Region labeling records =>
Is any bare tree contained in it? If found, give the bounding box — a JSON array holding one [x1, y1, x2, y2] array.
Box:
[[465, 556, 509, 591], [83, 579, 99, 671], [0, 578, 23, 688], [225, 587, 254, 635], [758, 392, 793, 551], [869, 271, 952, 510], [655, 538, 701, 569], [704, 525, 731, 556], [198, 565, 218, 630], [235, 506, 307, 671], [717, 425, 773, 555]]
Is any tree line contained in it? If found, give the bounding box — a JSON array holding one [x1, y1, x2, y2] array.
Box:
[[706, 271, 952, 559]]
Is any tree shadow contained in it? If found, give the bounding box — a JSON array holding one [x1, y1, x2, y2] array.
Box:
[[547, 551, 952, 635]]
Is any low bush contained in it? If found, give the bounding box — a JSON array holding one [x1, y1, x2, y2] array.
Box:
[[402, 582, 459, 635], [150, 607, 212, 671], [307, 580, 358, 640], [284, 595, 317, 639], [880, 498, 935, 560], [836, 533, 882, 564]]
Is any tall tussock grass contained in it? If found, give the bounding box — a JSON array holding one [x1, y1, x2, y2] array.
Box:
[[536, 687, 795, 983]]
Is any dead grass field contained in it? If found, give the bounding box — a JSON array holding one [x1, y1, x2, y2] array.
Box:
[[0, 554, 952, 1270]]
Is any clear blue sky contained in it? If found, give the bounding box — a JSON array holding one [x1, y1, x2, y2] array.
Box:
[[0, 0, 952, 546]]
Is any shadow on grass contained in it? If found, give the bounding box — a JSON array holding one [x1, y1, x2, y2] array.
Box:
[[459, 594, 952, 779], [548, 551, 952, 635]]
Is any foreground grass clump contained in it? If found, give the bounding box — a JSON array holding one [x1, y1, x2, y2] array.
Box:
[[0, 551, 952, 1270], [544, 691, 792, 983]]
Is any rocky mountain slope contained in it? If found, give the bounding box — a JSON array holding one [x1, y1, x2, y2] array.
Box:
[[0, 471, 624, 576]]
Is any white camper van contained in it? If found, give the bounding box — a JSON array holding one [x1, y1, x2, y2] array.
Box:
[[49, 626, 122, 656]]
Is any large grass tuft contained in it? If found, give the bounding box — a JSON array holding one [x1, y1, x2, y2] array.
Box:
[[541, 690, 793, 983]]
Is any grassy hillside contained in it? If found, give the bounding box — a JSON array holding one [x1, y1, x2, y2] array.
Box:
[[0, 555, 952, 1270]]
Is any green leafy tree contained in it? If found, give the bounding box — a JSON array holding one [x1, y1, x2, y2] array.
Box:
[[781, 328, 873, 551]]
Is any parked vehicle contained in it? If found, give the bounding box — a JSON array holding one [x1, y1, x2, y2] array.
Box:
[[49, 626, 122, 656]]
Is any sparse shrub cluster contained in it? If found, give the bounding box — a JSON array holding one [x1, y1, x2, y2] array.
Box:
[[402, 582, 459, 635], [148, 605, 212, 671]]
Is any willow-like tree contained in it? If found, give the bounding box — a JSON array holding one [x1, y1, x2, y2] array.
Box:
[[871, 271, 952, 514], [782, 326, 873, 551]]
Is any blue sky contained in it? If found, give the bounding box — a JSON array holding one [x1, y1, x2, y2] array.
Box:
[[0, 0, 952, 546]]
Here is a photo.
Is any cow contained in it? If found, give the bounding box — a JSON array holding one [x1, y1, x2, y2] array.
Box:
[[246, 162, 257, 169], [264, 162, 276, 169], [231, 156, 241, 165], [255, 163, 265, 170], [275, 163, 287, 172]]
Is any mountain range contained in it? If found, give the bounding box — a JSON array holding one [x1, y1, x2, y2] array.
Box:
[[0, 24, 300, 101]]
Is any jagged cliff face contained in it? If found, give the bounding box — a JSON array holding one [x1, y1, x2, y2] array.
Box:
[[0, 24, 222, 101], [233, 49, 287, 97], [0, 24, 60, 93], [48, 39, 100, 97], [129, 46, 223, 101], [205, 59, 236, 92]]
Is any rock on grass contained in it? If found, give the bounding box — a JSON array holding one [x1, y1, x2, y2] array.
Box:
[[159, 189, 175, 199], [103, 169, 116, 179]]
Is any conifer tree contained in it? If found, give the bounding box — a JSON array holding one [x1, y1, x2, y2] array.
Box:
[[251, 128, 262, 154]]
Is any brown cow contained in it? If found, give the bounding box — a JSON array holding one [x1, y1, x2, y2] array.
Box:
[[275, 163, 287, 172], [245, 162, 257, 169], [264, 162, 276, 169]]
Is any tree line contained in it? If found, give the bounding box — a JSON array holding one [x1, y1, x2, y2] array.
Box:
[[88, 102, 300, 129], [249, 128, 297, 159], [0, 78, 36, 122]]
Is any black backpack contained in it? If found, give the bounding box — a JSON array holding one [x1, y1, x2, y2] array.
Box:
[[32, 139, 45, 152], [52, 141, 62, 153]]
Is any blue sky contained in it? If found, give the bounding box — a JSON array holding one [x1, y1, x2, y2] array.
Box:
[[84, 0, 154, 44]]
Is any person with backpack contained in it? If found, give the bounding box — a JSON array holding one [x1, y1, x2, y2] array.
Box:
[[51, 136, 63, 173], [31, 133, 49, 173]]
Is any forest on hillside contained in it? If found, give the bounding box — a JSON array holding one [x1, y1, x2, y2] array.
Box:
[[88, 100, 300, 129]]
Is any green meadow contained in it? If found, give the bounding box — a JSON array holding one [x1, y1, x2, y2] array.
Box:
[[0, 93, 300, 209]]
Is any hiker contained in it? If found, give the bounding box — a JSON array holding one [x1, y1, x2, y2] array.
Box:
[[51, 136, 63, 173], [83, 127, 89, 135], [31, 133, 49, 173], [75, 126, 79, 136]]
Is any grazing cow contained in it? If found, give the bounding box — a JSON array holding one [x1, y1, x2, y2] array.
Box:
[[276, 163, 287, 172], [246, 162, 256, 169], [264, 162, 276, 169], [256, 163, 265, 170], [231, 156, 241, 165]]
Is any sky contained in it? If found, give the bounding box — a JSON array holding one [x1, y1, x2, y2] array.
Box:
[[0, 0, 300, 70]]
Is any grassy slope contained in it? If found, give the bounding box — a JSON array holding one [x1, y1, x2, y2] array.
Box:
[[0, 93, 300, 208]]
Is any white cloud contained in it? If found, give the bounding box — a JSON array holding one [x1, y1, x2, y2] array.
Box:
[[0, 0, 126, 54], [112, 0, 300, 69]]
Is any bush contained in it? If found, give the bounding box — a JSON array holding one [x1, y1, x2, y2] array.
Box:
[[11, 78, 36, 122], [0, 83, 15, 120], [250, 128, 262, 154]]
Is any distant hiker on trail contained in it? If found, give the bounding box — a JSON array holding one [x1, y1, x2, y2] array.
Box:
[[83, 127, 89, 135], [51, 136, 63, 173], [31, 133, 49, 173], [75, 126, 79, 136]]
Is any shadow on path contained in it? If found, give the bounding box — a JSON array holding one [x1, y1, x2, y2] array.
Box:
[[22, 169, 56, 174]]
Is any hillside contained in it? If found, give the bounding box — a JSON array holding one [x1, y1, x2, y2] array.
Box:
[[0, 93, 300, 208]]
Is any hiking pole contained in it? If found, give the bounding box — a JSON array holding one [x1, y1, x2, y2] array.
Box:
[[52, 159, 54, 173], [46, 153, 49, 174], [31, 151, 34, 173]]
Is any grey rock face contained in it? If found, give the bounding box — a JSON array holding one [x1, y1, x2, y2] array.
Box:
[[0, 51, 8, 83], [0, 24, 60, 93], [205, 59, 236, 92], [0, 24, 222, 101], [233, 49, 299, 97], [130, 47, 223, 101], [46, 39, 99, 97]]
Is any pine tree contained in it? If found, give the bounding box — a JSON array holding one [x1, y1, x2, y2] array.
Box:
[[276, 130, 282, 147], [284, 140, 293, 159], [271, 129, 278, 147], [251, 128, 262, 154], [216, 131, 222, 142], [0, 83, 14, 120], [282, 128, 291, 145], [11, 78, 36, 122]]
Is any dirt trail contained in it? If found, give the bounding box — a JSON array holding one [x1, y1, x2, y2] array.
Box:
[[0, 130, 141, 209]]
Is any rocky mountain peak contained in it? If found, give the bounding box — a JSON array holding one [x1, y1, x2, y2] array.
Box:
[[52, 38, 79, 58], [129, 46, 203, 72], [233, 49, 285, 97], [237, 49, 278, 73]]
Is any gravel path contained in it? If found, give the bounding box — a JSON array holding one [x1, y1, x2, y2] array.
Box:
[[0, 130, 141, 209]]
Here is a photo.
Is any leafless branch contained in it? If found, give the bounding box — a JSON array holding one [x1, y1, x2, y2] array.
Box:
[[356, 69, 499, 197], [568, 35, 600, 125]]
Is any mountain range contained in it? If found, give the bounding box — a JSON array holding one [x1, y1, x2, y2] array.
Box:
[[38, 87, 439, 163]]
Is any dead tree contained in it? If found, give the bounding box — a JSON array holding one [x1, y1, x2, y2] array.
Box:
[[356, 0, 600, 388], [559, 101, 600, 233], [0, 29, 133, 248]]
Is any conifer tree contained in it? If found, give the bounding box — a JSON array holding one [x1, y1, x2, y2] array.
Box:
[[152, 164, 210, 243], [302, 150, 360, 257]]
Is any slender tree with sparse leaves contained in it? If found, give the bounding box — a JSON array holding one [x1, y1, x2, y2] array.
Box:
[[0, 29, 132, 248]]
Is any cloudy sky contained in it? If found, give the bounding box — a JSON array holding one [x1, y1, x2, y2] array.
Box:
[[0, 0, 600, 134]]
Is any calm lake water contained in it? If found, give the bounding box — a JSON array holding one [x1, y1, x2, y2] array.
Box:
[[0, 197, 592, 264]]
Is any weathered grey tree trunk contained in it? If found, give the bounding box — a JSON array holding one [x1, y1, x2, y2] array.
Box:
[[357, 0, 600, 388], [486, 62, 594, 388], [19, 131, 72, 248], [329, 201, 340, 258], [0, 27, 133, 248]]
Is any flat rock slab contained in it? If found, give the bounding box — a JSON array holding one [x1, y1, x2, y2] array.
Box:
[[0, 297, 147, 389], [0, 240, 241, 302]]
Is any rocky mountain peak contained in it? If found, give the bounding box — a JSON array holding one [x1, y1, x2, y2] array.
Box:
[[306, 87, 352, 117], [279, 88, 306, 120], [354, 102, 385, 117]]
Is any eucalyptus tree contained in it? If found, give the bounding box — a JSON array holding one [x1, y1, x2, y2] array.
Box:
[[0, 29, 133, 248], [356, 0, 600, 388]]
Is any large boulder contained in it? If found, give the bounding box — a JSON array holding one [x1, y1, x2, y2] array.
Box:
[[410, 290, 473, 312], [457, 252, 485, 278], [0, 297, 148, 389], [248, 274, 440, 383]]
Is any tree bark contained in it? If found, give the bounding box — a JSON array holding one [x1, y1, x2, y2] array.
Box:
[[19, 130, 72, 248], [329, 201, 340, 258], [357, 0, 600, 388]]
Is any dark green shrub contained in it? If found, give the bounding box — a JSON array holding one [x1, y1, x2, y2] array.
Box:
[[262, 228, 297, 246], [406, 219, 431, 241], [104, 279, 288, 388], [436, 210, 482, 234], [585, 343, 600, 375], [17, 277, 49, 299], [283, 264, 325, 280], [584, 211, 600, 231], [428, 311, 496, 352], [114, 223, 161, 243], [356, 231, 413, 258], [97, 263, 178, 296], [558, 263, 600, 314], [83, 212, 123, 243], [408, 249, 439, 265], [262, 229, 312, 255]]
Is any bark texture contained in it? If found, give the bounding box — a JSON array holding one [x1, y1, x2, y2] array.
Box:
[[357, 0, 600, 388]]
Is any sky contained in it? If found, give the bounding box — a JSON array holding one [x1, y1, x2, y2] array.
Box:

WHAT YOU SHOULD DO => Please output the items above as a Markdown table with the columns Row and Text, starting from the first line and ending with the line containing "[[0, 555, 952, 1270]]", both included. Leave out any blank lines.

REPLY TO THE EXERCISE =>
| Row | Text |
|---|---|
| 1 | Is any bare tree contained in it? If found, give the bounding box — a JSON array holding one [x1, y1, x2, y2] array. |
| 2 | Box: |
| 3 | [[465, 556, 509, 591], [83, 579, 99, 671], [0, 578, 23, 688], [225, 587, 254, 635], [758, 392, 793, 551], [869, 271, 952, 510], [655, 538, 701, 569], [704, 525, 731, 556], [198, 565, 218, 630], [235, 506, 307, 671], [717, 425, 773, 555]] |
| 4 | Is any tree line contained in it? If found, give the bounding box — a JSON array holding one [x1, y1, x2, y2] array. |
| 5 | Box: |
| 6 | [[706, 271, 952, 559]] |
| 7 | Is any tree shadow contained in it? If found, give the bounding box — a JSON array holding one [x1, y1, x2, y2] array. |
| 8 | Box: |
| 9 | [[547, 551, 952, 635]] |
| 10 | Is any low bush contained in it? If found, give the bounding box — a JSON array holding one [x1, y1, x2, y2] array. |
| 11 | Box: |
| 12 | [[402, 582, 459, 635], [150, 607, 212, 671], [307, 580, 358, 640], [284, 595, 317, 639], [880, 498, 935, 560], [836, 533, 882, 564]] |
| 13 | Is any tall tussock grass contained in it? If found, give the bounding box — a JSON array holding one [x1, y1, x2, y2] array. |
| 14 | Box: |
| 15 | [[536, 687, 795, 983]] |
| 16 | Is any dead grass field contained in it? If found, give the bounding box — a JSON array holding one [x1, y1, x2, y2] array. |
| 17 | Box: |
| 18 | [[0, 554, 952, 1270]] |
| 19 | Is any clear blue sky contained in it? If found, give the bounding box — a JSON array holding one [x1, y1, x2, y2] array. |
| 20 | Box: |
| 21 | [[0, 0, 952, 546]] |
| 22 | Is any shadow on grass contained in it? If found, give the bounding box — a JSON array holding one [x1, y1, x2, y2] array. |
| 23 | Box: |
| 24 | [[459, 594, 952, 779], [548, 551, 952, 635]] |
| 25 | Is any foreground grass clump contained in it? If found, give the bounding box — a JSON array holding one [x1, y1, x2, y2] array. |
| 26 | Box: |
| 27 | [[0, 551, 952, 1270], [544, 691, 792, 983]] |
| 28 | Is any rocky mountain slope contained in it? If found, give the bounding box — a JSON array holding one [x1, y1, x2, y2] array. |
| 29 | Box: |
| 30 | [[0, 471, 624, 576]] |
| 31 | Is any white camper van contained in it? If found, give the bounding box — a JSON array holding one [x1, y1, x2, y2] array. |
| 32 | Box: |
| 33 | [[49, 626, 122, 656]] |
| 34 | Is any large grass tuft contained in it? If found, give the bounding box — a JSON array holding one [x1, y1, x2, y2] array. |
| 35 | Box: |
| 36 | [[541, 690, 793, 983]] |
| 37 | Is any grassy hillside contained in it? If found, give the bounding box — a JSON array holding one [x1, y1, x2, y2] array. |
| 38 | Box: |
| 39 | [[0, 555, 952, 1270]] |